▸ **Amaç**
Aşağıdaki söyleşiye göre şu soruları yanıtlayın:
1. Karantina döneminde kaç ay evde kalınmış?
2. Çatı Katı Aşk'ın şu anda kaçıncı bölümü çekiliyor?
3. Arjantin'e gitme kararı verildiğinde kaç yaşında olunduğu belirtiliyor?

▸ **Kaynak Metin**
• • • • •

Fotoğraflar: Ozan Balta

2020 hepimiz için zor bir yıl. Sizin için nasıl geçiyor? Son dönemde de oldukça yoğunsunuz. Yorucu geçti sanıyorum yaz sizin için.

Karantinayla başladık, malum 3 ay evdeydim, zorunlu haller dışında çıkmamaya çalışıyordum. Üstüne iş başladı ve dediğiniz gibi yoğun, yorgun ve mutluyum genel olarak.

Çatı Katı Aşk nasıl gidiyor? Eski mahalle dizilerinin sıcaklığını yakalamış gözüküyor izleyicide.

Biz çekerken çok eğleniyoruz, başlangıçta daha yoğundu şimdi 11. bölümü çekiyoruz ve eskiye nazaran daha az yoruluyoruz, tüm ekibin enerjisi uyumlu, güzel gidiyor.

Size çok yakışan “atarlı” bir karaktere hayat veriyorsunuz yine. Nev-i şahsına münhasır Demir’i sizden dinleyebilir miyiz? Mantıyla aranız nasıl bu arada?

Mantıyı çok severim. Demir, küçük esnaf, kendine söylediği yalanları var, filtresi nadiren devreye giren bir arkadaş. Babadan gördüğü mesleğini çok seviyor ve hayal gücü geniş. Durumlara genellikle haksızlığa uğradığını düşünerek yaklaşıyor ya da doğrusunu bildiğini, bu tavırı da hata yaptırıyor ona.

İki yıl oyunculuk derslerinin ardından dört yıl da asistanlık süreciniz var. Bu süreçten bahseder misiniz? Uzun bir eğitim süreci, konservatuvara gitmeyi düşünmediniz mi? Neler kattı size bu altı yıl?

Babamın reklam şirketi vardı dolayısıyla reklamcılık bitirdim. Zaten o yıllar ne yapmak istediğimi bilmediğimden konservatuar, seçeneklerim arasında yoktu. İki yıllık eğitimin ardından asistanlık süresinin benim için en verimlisi olduğunu söyleyebilirim, kendim gibi olan diğer öğrencilerin eğitim ve öğrenme süreçlerine asistan olarak tanık olmak farkındalığımı arttırdı.

“Herkesi geride bırakmak gibi bir şey düşünmedim hiç.”

Profesyonel hayatınızda sizin için kırılma noktası neresiydi? Hangi noktada oluyor bu iş dediniz? 

Sanırım oynarken ilk gerçekten eğlendiğim an. Profesyonel hayatımda tam nereye denk geldi kestiremem ama ne oynarsam oynayayım eğlenip tadını çıkarmaya çalışıyorum.

Âşık olup Arjantin’e gitme kararı, çok romantik ama bir yandan da bir kişi için, herkesi geride bırakabilmek demek. Bu kararı nasıl aldınız? Bu deneyim dünyaya bakışınızı nasıl etkiledi? 

Herkesi geride bırakmak gibi bir şey düşünmedim hiç. 26 yaşındaydım, âşıktım ve dünyayı görmek istiyordum. Arjantin çok ferah bir memleket hem yüz ölçümü hem de insanların dünya görüşü açısından, benim gördüğüm kimse birbiriyle yarışmıyordu. Rahat insanlar genel olarak. Daha sakin biri yaptı beni diyebilirim.

• • • • •

▸ **Verilen Bilgiler**

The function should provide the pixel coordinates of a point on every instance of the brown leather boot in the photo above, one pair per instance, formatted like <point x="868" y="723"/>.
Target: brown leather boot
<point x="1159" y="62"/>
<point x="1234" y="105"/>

• • • • •

▸ **Sonuç**
1. 3 ay
2. 11. bölüm
3. 26 yaşında